#MeToo in Frankreich: Das Bollwerk aus Machismo und Misogynie bröckelt

Nr. 11 –

Neue Missbrauchsvorwürfe rütteln Frankreichs Filmwelt auf. Viel zu lange nutzten ältere Regisseure ungestraft ihre künstlerische Tätigkeit als Deckmantel für Übergriffe.

Judith Godrèche und Benoît Jacquot 1989 bei den Dreharbeiten zu «La Désenchantée»
Der viel ältere Regisseur stellt sich der jugendlichen Schauspielerin als «Perverser» vor – und hat sich mutmasslich auch so verhalten: Judith Godrèche und Benoît Jacquot 1989 bei den Dreharbeiten zu «La Désenchantée». Foto: Yves Forestier, Getty

2019 erhob Adèle Haenel schwere Vorwürfe gegen Christophe Ruggia. Zwischen 2001 und 2004 habe sie der damalige Enddreissiger im Alter von zwölf bis fünfzehn Jahren im Rahmen eines informellen, fast wöchentlichen Schauspielunterrichts unsittlich berührt und sexuell belästigt. Der Fall schlug vor fünf Jahren hohe Wellen: Starschauspielerin klagt obskuren Filmregisseur an. Er stiess eine Diskussion über Missbrauch in Frankreichs Filmwelt an – die indes bald im Sand verlief.
---
Prüfe, ob die folgenden Aussagen mit dem Textauszug über #MeToo in Frankreich übereinstimmen, und antworte jeweils mit Ja oder Nein samt den entscheidenden Worten als wörtlichem Zitat: (a) Adèle Haenel erhob 2019 Vorwürfe gegen Christophe Ruggia. (b) Die beschriebenen Übergriffe ereigneten sich zwischen 2005 und 2008. (c) Die durch den Fall angestossene Diskussion hielt lange an.
---
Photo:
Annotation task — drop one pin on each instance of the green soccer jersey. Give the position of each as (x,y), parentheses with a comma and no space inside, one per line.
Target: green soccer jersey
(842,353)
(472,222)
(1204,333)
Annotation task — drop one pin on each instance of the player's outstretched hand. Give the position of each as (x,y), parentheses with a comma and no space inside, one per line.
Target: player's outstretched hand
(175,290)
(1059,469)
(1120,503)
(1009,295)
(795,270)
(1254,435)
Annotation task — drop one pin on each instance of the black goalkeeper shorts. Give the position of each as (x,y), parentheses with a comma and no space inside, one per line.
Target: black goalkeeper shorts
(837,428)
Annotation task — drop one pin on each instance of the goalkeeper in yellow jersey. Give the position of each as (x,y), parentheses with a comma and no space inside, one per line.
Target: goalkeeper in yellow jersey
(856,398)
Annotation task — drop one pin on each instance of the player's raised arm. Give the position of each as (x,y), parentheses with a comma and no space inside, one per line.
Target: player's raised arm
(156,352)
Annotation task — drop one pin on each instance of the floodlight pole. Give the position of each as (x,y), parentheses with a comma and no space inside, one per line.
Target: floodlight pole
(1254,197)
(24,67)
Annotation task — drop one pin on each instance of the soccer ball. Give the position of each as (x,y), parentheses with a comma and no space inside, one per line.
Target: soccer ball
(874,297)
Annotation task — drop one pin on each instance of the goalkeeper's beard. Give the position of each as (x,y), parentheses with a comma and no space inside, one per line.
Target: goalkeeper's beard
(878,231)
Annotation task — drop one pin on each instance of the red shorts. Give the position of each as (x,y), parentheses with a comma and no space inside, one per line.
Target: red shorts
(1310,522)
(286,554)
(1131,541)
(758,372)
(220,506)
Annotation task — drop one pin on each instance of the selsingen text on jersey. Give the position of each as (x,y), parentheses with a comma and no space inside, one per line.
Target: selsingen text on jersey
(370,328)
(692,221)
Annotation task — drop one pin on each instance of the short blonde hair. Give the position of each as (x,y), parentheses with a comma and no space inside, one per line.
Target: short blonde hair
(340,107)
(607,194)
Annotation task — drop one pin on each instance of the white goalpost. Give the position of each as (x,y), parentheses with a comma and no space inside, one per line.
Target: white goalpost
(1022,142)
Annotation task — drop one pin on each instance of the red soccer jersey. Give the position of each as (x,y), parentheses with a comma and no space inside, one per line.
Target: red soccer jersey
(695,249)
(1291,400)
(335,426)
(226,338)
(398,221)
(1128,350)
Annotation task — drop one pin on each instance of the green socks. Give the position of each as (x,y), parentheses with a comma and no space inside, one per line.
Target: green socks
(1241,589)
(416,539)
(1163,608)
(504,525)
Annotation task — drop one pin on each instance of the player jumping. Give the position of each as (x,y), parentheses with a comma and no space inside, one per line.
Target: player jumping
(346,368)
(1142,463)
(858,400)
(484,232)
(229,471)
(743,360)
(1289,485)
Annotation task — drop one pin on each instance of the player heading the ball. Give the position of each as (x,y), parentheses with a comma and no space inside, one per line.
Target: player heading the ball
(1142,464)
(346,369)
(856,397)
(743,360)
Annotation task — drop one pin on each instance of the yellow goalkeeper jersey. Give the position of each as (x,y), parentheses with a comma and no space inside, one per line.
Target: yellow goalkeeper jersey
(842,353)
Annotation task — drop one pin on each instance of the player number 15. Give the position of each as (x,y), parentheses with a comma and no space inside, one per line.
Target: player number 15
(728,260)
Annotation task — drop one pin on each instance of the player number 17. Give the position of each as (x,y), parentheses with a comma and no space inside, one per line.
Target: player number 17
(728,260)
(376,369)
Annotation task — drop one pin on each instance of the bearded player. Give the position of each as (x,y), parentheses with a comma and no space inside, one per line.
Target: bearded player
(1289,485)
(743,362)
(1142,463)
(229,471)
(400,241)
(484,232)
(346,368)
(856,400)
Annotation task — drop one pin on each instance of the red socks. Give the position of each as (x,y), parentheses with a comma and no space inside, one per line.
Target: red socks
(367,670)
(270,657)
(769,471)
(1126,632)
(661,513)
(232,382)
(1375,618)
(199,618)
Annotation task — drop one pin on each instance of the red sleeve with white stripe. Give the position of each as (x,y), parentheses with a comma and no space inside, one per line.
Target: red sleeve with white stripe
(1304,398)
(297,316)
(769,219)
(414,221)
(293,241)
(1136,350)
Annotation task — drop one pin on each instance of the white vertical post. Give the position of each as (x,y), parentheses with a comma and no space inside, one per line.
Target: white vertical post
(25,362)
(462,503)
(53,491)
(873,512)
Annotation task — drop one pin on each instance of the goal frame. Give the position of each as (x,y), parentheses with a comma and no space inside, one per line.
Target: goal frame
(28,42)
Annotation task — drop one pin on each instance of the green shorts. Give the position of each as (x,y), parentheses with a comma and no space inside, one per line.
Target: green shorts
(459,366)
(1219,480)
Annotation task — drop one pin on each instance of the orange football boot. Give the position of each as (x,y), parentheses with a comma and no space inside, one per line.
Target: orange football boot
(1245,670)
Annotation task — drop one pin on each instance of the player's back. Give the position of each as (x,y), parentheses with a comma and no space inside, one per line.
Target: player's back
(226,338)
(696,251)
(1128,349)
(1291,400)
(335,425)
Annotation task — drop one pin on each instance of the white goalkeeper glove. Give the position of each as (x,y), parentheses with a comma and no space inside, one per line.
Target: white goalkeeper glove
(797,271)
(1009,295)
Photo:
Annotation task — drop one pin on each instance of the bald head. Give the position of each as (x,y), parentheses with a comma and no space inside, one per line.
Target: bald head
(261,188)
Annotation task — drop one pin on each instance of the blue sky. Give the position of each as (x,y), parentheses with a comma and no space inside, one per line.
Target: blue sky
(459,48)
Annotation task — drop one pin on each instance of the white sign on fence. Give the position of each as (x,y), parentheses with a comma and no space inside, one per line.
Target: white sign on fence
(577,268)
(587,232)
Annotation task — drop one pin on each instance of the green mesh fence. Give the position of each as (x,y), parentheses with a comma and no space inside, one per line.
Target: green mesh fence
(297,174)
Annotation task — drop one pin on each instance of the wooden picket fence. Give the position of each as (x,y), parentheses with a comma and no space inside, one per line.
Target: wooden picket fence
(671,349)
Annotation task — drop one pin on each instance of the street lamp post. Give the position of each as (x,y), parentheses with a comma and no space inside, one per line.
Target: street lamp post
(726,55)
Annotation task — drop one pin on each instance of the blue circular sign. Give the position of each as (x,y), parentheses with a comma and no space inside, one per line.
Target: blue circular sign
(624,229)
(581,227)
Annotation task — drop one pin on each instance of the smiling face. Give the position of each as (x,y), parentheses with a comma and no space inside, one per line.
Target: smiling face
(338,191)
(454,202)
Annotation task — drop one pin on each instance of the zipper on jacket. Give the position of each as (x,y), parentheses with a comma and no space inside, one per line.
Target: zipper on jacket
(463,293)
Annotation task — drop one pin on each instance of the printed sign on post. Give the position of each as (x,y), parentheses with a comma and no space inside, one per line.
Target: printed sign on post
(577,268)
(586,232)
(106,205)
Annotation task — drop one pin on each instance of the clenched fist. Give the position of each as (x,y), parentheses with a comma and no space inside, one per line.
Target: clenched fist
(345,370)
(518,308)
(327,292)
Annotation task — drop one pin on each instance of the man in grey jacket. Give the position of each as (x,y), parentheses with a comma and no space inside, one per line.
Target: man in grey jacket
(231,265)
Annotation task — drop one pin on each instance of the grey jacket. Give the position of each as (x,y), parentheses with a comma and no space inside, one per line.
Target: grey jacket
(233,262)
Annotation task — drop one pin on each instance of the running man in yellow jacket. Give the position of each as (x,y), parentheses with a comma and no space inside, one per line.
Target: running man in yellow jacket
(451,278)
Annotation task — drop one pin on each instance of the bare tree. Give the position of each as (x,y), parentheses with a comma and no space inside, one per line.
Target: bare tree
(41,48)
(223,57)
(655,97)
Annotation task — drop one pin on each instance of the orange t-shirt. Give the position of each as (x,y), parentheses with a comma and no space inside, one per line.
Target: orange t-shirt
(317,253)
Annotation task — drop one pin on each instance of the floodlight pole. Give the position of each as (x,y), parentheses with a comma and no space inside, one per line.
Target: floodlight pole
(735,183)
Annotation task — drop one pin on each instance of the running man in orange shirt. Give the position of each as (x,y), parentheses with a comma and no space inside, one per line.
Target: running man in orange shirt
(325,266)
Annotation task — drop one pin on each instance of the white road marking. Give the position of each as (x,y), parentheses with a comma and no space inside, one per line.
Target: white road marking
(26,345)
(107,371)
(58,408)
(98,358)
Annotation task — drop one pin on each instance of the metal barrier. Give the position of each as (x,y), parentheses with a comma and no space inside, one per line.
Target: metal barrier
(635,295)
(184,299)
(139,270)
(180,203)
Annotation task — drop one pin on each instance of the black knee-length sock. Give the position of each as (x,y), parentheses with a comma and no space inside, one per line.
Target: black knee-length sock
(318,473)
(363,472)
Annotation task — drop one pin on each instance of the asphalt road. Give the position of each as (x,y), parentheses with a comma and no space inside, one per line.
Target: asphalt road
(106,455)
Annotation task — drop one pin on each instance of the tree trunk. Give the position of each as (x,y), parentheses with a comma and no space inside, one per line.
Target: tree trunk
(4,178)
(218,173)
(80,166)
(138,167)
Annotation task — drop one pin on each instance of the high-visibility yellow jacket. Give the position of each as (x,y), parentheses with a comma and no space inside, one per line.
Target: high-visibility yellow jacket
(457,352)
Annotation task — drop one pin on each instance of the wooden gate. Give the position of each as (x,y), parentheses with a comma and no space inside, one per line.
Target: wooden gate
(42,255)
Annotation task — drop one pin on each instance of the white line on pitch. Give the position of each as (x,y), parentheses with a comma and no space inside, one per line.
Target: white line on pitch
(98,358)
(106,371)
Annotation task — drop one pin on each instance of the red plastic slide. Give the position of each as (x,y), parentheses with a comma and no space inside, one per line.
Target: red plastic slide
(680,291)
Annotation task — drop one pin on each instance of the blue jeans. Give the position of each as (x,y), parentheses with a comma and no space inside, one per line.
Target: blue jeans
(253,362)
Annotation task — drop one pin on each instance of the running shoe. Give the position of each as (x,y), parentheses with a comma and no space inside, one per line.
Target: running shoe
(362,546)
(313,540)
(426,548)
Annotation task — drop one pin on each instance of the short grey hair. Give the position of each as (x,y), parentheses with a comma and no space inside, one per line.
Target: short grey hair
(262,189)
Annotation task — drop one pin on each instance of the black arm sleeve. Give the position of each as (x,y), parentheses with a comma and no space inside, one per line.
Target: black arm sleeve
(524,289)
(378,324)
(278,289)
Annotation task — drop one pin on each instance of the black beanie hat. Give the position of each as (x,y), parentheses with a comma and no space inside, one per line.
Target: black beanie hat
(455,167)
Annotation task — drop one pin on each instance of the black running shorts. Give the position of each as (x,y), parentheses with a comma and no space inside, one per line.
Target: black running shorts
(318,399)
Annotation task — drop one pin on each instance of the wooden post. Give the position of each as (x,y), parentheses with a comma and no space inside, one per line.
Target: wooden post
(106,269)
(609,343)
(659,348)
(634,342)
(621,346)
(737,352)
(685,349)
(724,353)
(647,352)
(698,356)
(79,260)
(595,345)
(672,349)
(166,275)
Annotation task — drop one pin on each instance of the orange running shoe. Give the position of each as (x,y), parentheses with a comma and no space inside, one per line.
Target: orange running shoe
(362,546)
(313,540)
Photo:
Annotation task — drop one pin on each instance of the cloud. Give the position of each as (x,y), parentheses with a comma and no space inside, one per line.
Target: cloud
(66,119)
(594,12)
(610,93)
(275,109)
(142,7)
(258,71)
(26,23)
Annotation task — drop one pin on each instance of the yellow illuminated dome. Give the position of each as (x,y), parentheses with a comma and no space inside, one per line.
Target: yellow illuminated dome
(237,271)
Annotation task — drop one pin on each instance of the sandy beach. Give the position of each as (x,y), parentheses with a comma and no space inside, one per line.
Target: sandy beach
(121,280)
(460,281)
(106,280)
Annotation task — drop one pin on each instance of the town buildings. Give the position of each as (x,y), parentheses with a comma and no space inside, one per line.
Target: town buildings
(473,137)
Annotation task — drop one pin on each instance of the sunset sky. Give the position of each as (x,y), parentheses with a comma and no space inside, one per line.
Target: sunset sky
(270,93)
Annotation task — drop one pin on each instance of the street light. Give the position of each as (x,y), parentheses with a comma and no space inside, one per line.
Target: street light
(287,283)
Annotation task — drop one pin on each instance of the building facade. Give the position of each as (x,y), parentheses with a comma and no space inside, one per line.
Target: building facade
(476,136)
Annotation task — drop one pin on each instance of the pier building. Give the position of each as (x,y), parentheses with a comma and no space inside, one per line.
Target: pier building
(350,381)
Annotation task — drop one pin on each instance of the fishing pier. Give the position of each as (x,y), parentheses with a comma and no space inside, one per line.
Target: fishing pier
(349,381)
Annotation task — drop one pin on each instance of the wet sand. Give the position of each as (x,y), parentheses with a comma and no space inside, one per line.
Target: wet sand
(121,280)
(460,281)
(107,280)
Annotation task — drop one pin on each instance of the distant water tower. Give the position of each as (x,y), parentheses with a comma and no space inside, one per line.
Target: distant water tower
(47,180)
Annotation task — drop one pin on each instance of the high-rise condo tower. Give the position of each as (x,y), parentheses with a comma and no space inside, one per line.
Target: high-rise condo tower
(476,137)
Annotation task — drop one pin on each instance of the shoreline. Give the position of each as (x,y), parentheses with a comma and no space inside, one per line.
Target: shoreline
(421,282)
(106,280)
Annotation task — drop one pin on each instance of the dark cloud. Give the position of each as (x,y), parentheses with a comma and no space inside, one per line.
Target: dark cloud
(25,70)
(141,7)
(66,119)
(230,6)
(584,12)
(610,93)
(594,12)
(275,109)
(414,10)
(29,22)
---
:: Vollständige Antwort ::
(a) Ja: „2019 erhob Adèle Haenel schwere Vorwürfe gegen Christophe Ruggia.“
(b) Nein: „Zwischen 2001 und 2004“
(c) Nein: „die indes bald im Sand verlief.“